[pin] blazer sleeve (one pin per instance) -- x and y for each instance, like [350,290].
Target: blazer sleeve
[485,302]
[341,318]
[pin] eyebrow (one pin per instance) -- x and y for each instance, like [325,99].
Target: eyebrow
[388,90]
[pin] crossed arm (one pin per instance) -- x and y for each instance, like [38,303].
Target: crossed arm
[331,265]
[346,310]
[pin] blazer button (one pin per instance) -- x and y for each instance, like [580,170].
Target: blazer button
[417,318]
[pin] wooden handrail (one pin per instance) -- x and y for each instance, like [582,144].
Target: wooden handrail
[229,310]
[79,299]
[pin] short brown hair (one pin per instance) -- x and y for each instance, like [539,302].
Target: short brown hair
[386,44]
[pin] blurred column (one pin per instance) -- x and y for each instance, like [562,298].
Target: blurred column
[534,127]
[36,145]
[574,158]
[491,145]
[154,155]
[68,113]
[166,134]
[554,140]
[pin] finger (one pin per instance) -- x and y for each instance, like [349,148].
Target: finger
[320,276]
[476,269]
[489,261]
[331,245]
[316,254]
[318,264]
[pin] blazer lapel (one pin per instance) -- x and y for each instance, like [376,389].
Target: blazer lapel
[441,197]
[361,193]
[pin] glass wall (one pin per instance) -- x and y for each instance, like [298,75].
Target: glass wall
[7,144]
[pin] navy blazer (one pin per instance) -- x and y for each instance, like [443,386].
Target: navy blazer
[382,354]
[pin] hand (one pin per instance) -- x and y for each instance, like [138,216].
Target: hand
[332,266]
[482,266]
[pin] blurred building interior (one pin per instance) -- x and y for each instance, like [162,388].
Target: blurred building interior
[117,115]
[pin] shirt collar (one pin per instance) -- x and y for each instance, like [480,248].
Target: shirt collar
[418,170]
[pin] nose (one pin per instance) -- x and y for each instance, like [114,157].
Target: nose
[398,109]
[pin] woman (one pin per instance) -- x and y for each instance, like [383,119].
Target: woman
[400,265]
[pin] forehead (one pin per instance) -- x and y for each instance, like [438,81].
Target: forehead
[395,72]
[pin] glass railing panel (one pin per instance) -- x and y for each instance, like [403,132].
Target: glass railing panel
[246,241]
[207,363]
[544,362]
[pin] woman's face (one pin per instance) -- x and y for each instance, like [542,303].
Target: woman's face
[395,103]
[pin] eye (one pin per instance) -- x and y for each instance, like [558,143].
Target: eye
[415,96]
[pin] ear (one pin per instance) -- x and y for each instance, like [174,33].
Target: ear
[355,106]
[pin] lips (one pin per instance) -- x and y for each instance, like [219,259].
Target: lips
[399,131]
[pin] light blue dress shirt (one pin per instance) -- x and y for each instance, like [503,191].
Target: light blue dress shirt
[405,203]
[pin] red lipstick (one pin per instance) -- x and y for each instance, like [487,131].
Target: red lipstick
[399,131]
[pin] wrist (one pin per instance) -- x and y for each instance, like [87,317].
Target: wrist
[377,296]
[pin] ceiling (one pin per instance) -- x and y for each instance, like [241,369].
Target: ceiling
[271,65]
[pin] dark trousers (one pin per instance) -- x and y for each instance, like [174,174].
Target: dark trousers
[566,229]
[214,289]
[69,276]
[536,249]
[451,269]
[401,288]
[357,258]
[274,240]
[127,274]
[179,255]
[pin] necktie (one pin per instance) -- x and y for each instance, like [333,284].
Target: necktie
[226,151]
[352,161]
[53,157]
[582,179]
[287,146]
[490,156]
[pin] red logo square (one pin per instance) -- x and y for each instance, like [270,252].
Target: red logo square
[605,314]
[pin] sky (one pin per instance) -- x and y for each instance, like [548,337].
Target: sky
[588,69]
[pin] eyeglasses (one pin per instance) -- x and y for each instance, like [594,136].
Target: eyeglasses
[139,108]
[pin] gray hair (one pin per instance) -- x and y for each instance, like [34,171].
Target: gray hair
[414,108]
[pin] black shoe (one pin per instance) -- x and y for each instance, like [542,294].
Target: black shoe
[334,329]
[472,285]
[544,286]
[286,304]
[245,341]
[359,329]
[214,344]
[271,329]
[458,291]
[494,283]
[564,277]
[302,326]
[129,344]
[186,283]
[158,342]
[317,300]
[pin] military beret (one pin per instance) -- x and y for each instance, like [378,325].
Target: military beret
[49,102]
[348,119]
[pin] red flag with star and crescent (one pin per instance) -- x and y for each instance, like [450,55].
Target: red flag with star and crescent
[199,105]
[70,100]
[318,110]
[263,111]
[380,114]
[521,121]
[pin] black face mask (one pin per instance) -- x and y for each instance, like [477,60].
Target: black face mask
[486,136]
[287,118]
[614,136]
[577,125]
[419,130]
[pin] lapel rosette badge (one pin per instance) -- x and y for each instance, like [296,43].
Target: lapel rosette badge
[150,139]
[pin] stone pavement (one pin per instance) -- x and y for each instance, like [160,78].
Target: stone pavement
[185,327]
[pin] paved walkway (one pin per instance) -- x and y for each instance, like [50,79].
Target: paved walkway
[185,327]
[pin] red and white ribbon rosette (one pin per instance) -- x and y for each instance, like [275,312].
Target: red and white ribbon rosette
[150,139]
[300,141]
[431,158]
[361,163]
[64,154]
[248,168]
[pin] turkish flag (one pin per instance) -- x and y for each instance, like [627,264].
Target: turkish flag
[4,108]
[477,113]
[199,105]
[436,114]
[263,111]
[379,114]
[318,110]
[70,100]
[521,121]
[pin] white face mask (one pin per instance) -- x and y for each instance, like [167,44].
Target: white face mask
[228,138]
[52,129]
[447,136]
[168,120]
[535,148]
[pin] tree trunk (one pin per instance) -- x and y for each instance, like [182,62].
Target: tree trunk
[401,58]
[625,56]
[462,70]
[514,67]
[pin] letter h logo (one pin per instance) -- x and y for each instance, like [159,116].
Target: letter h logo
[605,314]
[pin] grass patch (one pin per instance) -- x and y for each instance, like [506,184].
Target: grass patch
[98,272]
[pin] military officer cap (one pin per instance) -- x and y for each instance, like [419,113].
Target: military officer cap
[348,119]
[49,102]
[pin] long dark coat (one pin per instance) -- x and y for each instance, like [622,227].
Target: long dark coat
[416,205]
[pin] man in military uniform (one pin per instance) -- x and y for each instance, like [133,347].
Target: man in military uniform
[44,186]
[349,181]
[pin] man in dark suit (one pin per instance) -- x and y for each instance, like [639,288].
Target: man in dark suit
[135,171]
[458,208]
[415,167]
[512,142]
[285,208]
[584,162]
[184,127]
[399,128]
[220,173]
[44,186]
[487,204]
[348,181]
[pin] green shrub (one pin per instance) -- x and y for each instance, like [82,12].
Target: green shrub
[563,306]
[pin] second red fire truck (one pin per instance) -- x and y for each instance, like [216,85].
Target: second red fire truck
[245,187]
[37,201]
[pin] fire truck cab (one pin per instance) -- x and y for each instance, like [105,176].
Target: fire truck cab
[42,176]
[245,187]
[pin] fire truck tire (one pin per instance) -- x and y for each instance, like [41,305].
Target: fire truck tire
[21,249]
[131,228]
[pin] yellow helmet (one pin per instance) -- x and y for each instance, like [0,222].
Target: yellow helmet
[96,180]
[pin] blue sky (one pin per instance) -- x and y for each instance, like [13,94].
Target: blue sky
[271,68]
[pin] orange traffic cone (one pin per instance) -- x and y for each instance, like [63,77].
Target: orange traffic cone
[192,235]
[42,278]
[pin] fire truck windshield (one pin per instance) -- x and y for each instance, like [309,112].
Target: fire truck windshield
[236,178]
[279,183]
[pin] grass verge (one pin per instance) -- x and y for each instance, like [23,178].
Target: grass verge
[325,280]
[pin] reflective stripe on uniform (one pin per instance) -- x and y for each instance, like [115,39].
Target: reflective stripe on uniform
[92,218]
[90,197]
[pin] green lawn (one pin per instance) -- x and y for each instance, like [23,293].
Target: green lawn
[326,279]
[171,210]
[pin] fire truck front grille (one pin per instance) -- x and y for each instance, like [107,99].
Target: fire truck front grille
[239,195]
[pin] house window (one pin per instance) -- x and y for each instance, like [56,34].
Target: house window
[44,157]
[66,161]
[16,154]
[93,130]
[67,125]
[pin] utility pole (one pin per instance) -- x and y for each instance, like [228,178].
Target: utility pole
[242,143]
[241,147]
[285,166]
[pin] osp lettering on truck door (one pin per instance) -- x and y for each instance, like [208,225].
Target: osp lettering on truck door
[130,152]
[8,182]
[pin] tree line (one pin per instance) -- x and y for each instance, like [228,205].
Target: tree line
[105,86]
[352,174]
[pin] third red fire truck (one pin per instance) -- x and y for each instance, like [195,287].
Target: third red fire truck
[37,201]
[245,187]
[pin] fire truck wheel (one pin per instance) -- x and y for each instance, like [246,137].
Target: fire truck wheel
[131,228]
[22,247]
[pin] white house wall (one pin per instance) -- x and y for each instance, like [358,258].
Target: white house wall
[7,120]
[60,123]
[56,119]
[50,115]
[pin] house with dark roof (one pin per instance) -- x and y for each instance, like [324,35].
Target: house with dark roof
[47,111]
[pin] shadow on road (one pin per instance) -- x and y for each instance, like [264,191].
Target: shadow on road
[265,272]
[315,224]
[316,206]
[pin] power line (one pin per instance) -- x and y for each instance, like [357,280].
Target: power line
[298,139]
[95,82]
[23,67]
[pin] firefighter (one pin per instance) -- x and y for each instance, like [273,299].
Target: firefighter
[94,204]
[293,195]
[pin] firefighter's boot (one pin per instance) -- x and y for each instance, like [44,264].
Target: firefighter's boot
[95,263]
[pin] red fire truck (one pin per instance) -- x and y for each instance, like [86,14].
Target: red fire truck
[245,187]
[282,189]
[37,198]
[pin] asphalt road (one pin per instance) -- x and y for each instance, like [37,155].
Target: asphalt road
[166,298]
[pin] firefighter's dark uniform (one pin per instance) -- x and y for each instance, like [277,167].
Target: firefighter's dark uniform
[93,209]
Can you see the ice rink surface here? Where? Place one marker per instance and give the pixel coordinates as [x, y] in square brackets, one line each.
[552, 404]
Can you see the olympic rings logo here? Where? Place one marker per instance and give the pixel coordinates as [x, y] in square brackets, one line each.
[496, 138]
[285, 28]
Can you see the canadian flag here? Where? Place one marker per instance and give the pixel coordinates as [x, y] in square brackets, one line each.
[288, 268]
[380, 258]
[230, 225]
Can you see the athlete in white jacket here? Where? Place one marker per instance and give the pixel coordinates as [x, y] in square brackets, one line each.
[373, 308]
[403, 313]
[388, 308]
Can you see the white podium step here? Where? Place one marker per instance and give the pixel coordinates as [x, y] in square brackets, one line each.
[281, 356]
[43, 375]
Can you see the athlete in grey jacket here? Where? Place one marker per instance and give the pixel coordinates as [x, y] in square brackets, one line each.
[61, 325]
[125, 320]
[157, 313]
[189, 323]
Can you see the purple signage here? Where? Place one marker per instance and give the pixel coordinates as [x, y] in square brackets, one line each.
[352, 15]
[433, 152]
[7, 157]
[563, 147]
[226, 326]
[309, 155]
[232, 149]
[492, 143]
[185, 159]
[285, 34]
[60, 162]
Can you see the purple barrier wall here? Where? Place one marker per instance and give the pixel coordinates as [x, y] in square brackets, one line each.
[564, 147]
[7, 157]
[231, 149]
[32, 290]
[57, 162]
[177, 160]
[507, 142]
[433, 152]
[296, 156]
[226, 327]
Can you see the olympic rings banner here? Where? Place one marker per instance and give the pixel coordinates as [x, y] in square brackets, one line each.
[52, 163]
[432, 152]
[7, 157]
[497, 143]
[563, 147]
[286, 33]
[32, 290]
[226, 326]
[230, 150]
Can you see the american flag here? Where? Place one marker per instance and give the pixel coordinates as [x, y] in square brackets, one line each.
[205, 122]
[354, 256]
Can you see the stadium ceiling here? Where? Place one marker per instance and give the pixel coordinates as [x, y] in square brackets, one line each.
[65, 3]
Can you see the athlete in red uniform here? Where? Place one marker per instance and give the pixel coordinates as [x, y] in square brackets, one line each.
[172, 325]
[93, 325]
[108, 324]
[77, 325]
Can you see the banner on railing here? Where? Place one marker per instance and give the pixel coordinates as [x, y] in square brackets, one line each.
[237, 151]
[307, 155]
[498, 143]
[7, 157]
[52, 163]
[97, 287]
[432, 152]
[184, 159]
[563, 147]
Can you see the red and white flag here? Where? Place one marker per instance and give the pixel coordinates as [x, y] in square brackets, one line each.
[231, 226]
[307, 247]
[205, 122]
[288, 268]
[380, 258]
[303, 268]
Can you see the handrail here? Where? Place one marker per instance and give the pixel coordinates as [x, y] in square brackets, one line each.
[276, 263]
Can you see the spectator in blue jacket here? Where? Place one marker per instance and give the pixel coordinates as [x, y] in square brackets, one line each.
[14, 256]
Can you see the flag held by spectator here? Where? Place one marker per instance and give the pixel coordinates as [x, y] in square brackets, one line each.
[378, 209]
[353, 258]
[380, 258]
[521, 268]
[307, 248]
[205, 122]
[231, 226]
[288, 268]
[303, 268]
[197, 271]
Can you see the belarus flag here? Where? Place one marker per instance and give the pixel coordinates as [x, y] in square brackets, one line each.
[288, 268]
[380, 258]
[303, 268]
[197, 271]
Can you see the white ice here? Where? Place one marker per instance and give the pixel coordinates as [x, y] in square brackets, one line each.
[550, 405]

┄┄┄┄┄┄┄┄┄┄

— What you have to do —
Would you please copy exactly the part of the entries above that begins at the line containing "Target: glass wall" and ends at the line containing "[pin] red lipstick", both lines included?

— Solution below —
Target: glass wall
[7,144]
[pin] navy blazer (one pin per instance) -- x and y for each instance, like [443,386].
Target: navy blazer
[382,354]
[pin] hand (one pin per instance) -- x and y for each instance, like [138,216].
Target: hand
[332,266]
[482,266]
[pin] blurred building interior (one pin per instance) -- x and y for each instance, like [162,388].
Target: blurred building interior
[117,115]
[pin] shirt collar (one pin per instance) -- x and y for each instance, like [480,248].
Target: shirt collar
[418,170]
[pin] nose (one pin per instance) -- x and y for each instance, like [114,157].
Target: nose
[398,109]
[pin] woman (one pin per instance) -- x and y for each instance, like [383,119].
Target: woman
[400,265]
[pin] forehead (one pin per instance) -- x and y for each instance, like [438,81].
Target: forehead
[395,72]
[pin] glass railing panel (one pin per instance) -- x and y for each instance, like [403,132].
Target: glass railing panel
[246,241]
[207,363]
[544,362]
[pin] woman's face (one pin per instance) -- x and y for each instance, like [542,303].
Target: woman's face
[395,103]
[pin] eye (one pin per instance) -- x and y for each instance, like [558,143].
Target: eye
[415,96]
[pin] ear (one pin per instance) -- x and y for each instance, like [174,33].
Target: ear
[355,106]
[pin] lips (one pin per instance) -- x and y for each instance, like [219,259].
Target: lips
[399,131]
[pin] light blue dress shirt (one pin per instance) -- x and y for each instance, like [503,191].
Target: light blue dress shirt
[405,203]
[pin] red lipstick (one pin per instance) -- x and y for each instance, like [487,131].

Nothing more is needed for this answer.